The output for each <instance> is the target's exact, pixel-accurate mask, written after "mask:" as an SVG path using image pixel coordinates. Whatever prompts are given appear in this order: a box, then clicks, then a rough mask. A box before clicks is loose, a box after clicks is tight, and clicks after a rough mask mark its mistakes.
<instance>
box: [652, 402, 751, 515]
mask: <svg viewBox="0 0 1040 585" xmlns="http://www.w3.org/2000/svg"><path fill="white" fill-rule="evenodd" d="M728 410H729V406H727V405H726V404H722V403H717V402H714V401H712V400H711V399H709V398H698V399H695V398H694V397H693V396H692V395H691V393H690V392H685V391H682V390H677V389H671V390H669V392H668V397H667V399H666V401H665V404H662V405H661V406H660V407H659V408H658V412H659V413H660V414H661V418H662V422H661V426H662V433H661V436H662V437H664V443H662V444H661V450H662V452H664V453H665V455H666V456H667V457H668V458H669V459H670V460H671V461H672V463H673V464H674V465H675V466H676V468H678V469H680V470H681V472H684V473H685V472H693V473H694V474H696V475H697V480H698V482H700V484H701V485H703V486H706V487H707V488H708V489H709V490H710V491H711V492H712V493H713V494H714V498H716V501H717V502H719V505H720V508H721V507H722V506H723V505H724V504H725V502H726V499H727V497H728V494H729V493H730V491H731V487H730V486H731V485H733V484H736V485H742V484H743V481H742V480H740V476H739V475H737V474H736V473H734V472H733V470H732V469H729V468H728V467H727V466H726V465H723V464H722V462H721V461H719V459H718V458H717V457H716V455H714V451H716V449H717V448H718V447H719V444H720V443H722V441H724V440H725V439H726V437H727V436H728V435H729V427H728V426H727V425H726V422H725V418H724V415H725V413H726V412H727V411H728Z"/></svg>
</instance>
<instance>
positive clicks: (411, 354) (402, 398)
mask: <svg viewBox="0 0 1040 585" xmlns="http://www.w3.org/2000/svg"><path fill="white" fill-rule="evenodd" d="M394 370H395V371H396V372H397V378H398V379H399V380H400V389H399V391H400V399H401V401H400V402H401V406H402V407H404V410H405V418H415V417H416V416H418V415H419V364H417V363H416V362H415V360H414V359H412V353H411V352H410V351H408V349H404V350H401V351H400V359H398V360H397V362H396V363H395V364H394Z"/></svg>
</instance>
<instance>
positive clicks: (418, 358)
#####
Write out every line of the records exactly.

The output for each <instance> is the target's exact, pixel-accurate mask, written after "mask:" as an SVG path using image pixel coordinates. Whatever prompts are given appear in this order: a box, then clicks, then a rough mask. A box before clicks is loose, a box after clicks is tight, and clicks after a rough mask mark its mistakes.
<instance>
box: [652, 402, 751, 515]
mask: <svg viewBox="0 0 1040 585" xmlns="http://www.w3.org/2000/svg"><path fill="white" fill-rule="evenodd" d="M728 410H729V406H727V405H726V404H722V403H717V402H714V401H712V400H711V399H709V398H698V399H695V398H694V397H693V396H692V395H691V393H690V392H685V391H682V390H677V389H671V390H669V392H668V397H667V399H666V401H665V404H662V405H661V406H660V407H659V408H658V412H659V413H660V414H661V418H662V422H661V426H662V433H661V436H662V437H664V443H662V444H661V450H662V452H664V453H665V455H666V456H667V457H668V458H669V459H670V460H671V461H672V463H673V464H674V465H675V466H676V468H678V469H680V470H681V472H684V473H685V472H693V473H694V474H696V475H697V480H698V482H700V484H701V485H703V486H706V487H707V488H708V489H709V490H710V491H711V492H712V493H713V494H714V498H716V501H717V502H719V505H720V508H721V507H722V506H723V505H724V504H725V502H726V499H727V497H728V494H729V493H730V491H731V487H730V486H731V485H733V484H736V485H742V484H743V481H742V480H740V476H739V475H737V474H736V473H734V472H733V470H732V469H729V468H728V467H727V466H726V465H723V464H722V462H721V461H719V459H718V458H717V457H716V455H714V451H716V449H717V448H718V447H719V444H720V443H722V441H724V440H725V439H726V437H727V436H728V435H729V427H728V426H727V425H726V422H725V418H724V415H725V413H726V412H727V411H728Z"/></svg>
</instance>
<instance>
positive clicks: (411, 354) (402, 398)
mask: <svg viewBox="0 0 1040 585" xmlns="http://www.w3.org/2000/svg"><path fill="white" fill-rule="evenodd" d="M394 370H395V371H396V372H397V378H398V379H399V380H400V389H399V391H400V399H401V401H400V402H401V406H402V407H404V410H405V418H415V417H416V416H418V415H419V364H417V363H416V362H415V360H414V359H412V353H411V352H410V351H408V349H404V350H401V351H400V359H398V360H397V362H396V363H395V364H394Z"/></svg>
</instance>
<instance>
positive clicks: (418, 358)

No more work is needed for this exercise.